§ SHORT PROBLEM: Revise the lines starting at the one containing "Mark the innermost point of each instance of the grassy" and ending at the one containing "Mark the innermost point of each instance of the blue knit", replacing "innermost" with "central" and keeping everything else the same. Leave the pictures out of your result.

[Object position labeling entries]
*****

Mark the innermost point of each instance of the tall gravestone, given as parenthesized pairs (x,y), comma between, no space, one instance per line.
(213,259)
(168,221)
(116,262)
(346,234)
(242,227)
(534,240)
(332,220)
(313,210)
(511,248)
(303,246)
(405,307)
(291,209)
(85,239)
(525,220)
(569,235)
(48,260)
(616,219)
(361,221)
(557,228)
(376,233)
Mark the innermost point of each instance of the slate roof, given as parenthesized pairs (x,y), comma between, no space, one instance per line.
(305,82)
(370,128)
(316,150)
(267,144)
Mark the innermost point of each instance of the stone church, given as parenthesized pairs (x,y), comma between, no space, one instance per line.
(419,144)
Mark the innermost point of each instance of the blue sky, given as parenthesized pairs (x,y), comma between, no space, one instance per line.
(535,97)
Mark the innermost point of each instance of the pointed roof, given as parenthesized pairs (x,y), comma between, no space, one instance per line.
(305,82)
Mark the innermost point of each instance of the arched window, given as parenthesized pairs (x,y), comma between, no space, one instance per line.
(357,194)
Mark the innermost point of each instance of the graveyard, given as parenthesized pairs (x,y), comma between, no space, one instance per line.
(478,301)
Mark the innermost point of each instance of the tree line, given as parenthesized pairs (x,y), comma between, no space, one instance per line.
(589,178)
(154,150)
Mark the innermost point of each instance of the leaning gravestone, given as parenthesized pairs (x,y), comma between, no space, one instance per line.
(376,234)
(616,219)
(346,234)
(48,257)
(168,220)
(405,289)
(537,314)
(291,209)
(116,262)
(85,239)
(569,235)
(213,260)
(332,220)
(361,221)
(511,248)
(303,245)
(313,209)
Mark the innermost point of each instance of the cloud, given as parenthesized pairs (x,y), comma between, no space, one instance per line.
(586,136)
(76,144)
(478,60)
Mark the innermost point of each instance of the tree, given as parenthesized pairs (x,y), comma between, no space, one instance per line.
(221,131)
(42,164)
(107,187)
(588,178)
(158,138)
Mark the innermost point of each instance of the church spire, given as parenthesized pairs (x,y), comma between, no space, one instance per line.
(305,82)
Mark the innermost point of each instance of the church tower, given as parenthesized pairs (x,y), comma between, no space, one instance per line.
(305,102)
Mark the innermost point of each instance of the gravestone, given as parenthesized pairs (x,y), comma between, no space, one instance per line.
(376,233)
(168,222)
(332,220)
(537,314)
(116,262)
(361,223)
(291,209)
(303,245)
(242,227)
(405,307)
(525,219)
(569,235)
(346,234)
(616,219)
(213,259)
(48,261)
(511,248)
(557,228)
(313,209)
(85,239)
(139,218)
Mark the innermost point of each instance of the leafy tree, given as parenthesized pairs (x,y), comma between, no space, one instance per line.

*****

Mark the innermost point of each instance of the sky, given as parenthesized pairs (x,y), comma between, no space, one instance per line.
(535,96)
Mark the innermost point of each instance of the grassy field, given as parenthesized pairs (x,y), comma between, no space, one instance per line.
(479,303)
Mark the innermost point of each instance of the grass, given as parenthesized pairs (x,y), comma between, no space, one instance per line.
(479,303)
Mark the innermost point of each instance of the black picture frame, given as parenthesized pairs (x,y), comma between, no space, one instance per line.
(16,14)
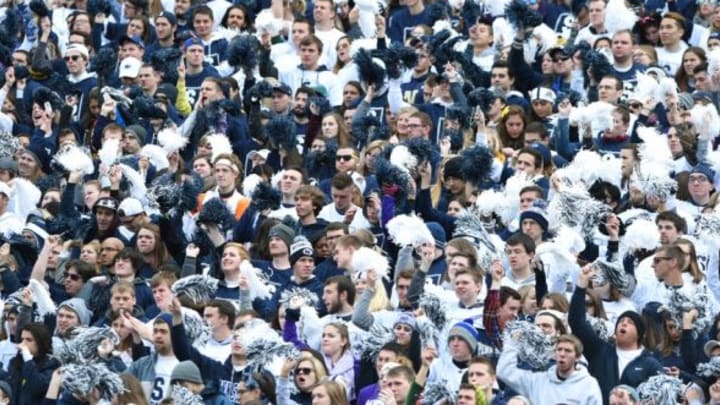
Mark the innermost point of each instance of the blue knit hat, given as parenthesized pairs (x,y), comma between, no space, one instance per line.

*****

§ THE SOLUTION:
Mark the central point of each instance of the grassy field, given as parenthesized pairs (x,y), comma between, no space, one instance per line.
(479,303)
Mark the central point of each instance of the grass, given as parenthesized pairs (x,y), comma between, no space, one instance per line.
(479,303)
Mark the central point of each instance of the black picture frame, given as parenthesized pairs (x,y), comma between, no space, one instance per line.
(16,14)
Mark the central point of each instance of the blue knit hat, given as parenthesized pairs (x,y), comma between, no space, one instance per line.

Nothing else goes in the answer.